--- PROBLEM ---
Extract each of the entries below and reproduce every line word for word.

--- Begin DATA SHOWN ---

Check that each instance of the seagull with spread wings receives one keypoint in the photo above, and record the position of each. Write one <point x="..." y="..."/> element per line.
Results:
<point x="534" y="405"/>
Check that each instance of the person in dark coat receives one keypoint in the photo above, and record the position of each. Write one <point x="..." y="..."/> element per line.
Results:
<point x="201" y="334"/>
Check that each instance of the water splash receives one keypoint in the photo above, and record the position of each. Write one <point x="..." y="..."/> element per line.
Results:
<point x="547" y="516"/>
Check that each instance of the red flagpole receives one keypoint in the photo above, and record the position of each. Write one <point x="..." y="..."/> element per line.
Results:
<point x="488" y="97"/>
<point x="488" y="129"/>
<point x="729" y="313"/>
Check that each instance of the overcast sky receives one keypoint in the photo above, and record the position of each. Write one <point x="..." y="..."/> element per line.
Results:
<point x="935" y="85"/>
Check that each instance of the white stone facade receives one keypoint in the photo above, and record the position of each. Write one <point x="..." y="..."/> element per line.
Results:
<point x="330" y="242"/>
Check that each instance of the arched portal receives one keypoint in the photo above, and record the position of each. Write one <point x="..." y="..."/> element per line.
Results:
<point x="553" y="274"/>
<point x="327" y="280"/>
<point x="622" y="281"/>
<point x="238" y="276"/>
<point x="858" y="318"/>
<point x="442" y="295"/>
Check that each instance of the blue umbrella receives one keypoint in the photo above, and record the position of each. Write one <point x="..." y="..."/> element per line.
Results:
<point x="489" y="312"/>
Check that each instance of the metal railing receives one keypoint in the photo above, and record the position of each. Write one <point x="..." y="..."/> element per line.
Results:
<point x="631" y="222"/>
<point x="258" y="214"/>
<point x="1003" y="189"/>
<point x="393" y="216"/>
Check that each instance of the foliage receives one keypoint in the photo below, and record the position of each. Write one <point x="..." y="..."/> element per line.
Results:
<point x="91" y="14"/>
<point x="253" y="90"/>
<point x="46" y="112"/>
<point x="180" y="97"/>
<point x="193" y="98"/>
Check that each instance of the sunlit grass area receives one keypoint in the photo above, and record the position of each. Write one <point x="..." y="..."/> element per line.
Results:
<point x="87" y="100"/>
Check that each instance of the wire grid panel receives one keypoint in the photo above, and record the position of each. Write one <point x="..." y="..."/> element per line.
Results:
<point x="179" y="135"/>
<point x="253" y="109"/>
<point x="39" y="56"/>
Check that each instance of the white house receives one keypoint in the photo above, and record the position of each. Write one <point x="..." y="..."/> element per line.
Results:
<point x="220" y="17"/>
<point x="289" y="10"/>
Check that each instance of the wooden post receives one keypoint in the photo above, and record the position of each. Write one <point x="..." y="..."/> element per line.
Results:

--- End DATA SHOWN ---

--- TASK OUTPUT ---
Check that each instance of the seagull with spread wings receives one keypoint in the photo above, and record the position of each. Write one <point x="..." y="..."/> element per line.
Results:
<point x="534" y="405"/>
Check that each instance of the person in dark coat receives one keypoint in the photo above, and record the position of each. Write one <point x="..." y="..."/> element per line.
Results:
<point x="201" y="334"/>
Check that each instance of the water splash receives one keypoint in the photo above, and record the position of each. Write one <point x="..." y="..."/> element per line.
Results:
<point x="547" y="516"/>
Check that each instance of the red flagpole receives one keypoint in the photo above, and record the position of each. Write one <point x="..." y="..."/> element per line.
Results:
<point x="488" y="97"/>
<point x="488" y="129"/>
<point x="729" y="313"/>
Check that each instance of the overcast sky receives one keypoint in the photo above, and record the position of each. Write one <point x="..." y="..."/> element per line.
Results:
<point x="935" y="85"/>
Check that each instance of the white stone facade receives one keypoint in the photo above, and record the position of each. Write one <point x="..." y="..."/> element per line.
Results:
<point x="330" y="242"/>
Check that each instance of the arched portal receives one keypoint in the photo above, and record the position of each. Write one <point x="..." y="..."/> element per line.
Results:
<point x="553" y="274"/>
<point x="327" y="280"/>
<point x="622" y="281"/>
<point x="238" y="276"/>
<point x="858" y="318"/>
<point x="442" y="295"/>
Check that each instance of the blue umbrella receives one keypoint in the photo above, and record the position of each. Write one <point x="..." y="..."/> element per line.
Results:
<point x="489" y="312"/>
Check that each instance of the metal railing receives one keypoint in the photo above, and record the position of each. Write one <point x="..." y="..."/> element per line.
Results:
<point x="631" y="222"/>
<point x="258" y="214"/>
<point x="1003" y="189"/>
<point x="393" y="216"/>
Check that each instance of the foliage receives one keypoint in the photo below, and record the position of each. Write one <point x="..." y="..."/> element per line.
Results:
<point x="91" y="14"/>
<point x="253" y="90"/>
<point x="46" y="112"/>
<point x="180" y="97"/>
<point x="193" y="98"/>
Check that each instance of the sunlit grass area receives one keypoint in the photo above, and record the position of each. Write one <point x="..." y="..."/> element per line.
Results:
<point x="87" y="100"/>
Check that each instance of the wire grid panel receives one keypoint in the photo above, and record the position of each. Write one <point x="..." y="..."/> element per line.
Results:
<point x="179" y="135"/>
<point x="253" y="109"/>
<point x="39" y="56"/>
Check that each instance of the white house receives one keypoint in the photo above, and record the position of each. Write one <point x="..." y="..."/> element per line.
Results:
<point x="220" y="17"/>
<point x="289" y="10"/>
Check that each instance of the wooden post receives one keypoint in the photo above, and record the position of each. Write one <point x="..." y="..."/> element per line.
Results:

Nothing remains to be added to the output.